Dataset records:
______________________________

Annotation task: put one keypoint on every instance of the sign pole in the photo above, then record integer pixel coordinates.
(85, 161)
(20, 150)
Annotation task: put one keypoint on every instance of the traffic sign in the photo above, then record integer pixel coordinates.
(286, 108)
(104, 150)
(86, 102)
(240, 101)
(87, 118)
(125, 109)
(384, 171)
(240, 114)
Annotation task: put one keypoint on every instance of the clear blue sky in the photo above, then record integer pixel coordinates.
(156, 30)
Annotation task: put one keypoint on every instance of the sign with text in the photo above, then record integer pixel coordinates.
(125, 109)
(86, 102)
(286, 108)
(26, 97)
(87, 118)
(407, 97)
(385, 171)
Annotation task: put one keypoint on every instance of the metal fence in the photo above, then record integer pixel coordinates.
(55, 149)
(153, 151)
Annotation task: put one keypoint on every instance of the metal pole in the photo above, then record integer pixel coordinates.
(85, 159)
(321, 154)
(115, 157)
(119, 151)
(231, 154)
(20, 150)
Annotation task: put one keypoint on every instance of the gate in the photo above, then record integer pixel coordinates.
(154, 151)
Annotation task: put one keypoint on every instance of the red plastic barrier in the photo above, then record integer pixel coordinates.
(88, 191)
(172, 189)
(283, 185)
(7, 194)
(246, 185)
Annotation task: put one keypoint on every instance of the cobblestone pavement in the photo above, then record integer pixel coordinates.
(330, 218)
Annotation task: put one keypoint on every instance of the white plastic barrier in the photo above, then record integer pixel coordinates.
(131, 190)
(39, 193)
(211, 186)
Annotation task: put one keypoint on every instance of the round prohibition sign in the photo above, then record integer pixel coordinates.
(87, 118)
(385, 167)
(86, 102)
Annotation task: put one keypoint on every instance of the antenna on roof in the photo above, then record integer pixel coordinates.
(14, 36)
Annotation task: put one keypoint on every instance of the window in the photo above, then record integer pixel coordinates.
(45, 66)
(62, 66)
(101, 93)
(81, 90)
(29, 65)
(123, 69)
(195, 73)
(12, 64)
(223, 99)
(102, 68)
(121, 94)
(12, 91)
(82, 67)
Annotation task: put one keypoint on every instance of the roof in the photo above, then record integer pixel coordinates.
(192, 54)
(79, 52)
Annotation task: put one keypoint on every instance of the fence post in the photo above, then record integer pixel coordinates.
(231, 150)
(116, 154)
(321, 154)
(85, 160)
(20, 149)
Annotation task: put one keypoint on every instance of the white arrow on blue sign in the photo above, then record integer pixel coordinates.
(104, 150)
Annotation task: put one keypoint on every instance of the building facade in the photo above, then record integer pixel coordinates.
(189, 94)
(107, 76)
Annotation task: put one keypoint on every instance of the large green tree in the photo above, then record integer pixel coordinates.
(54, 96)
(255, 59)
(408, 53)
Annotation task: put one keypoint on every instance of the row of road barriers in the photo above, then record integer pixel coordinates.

______________________________

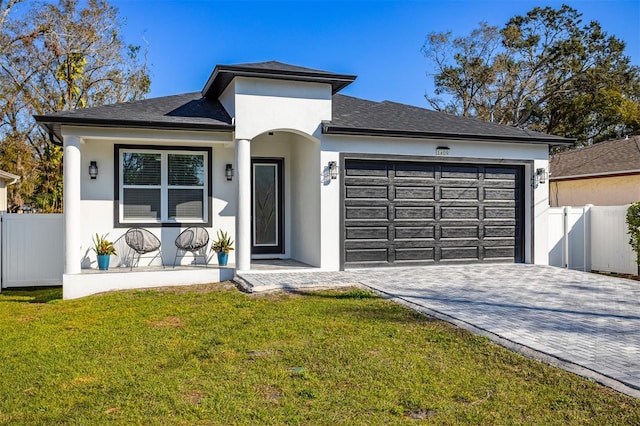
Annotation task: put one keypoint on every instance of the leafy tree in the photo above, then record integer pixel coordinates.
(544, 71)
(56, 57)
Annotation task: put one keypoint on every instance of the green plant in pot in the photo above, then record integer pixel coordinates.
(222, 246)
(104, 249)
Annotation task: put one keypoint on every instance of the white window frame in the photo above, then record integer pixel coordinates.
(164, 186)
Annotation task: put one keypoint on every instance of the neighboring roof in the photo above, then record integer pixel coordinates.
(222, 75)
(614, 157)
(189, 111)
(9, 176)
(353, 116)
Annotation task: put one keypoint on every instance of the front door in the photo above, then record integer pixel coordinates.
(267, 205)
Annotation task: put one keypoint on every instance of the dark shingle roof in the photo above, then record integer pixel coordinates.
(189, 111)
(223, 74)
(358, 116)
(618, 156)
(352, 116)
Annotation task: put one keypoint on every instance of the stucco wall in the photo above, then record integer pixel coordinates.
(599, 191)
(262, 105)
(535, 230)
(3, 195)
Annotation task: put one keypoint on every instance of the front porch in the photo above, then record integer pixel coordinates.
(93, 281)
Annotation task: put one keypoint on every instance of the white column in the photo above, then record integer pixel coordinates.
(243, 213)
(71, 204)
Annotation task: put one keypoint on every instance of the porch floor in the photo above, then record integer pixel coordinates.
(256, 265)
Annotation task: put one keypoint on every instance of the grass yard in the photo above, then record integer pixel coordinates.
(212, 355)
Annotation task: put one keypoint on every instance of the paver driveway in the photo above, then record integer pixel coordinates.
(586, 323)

______________________________

Directions:
Locate each line of the items above that contains the string "sign" and reproduce every such line in full.

Reply to the task:
Annotation task: put one keypoint on every instance of the sign pole in the photo above, then record integer pixel coordinates.
Annotation task: put one keypoint on every instance of the traffic sign in the photo above, then record integer pixel coordinates.
Annotation task: put one keypoint on every instance of the sign with text in the photo above, then record integer pixel coordinates.
Annotation task: put one keypoint on every instance of the round prohibition sign in the photo above, then record integer pixel coordinates.
Annotation task: put one keypoint on every instance of the white arrow on blue sign in the photo above, then record integer pixel coordinates.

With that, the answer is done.